DIRECTION –
List every line of the material that contains the word "receives".

---------- LISTED RECORDS

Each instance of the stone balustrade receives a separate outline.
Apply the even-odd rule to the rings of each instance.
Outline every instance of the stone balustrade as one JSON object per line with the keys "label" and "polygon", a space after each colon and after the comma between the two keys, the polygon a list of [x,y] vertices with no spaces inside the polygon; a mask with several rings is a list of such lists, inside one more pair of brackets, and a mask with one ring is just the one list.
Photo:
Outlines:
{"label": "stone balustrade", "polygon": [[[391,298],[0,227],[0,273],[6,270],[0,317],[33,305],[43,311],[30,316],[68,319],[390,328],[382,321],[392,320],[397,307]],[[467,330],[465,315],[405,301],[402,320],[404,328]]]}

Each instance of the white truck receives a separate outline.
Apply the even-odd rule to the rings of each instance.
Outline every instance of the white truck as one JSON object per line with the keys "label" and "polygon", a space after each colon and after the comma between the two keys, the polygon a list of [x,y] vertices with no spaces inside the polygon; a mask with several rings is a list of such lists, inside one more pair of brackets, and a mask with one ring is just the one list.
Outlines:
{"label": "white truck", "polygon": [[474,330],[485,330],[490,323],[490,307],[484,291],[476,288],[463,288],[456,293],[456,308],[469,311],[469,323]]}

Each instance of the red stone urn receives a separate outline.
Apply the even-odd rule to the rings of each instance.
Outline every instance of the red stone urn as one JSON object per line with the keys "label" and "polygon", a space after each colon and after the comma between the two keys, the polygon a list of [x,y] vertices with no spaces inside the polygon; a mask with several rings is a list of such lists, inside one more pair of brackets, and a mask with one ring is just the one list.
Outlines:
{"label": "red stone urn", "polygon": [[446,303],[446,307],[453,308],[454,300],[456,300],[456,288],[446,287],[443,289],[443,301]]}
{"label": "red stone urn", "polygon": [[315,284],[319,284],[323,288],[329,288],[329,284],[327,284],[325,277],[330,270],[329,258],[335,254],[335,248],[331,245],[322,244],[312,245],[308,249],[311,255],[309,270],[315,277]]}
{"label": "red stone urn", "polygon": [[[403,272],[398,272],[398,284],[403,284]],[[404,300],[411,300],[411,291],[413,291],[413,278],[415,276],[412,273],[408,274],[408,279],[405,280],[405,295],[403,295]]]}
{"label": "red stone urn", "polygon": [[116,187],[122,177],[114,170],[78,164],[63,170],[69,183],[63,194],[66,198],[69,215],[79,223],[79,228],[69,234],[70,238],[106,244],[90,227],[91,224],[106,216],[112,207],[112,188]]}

--------------------

THE RESULT –
Each instance of the stone balustrade receives a separate outline.
Each instance of the white truck receives a separate outline.
Each instance of the red stone urn receives a separate outline.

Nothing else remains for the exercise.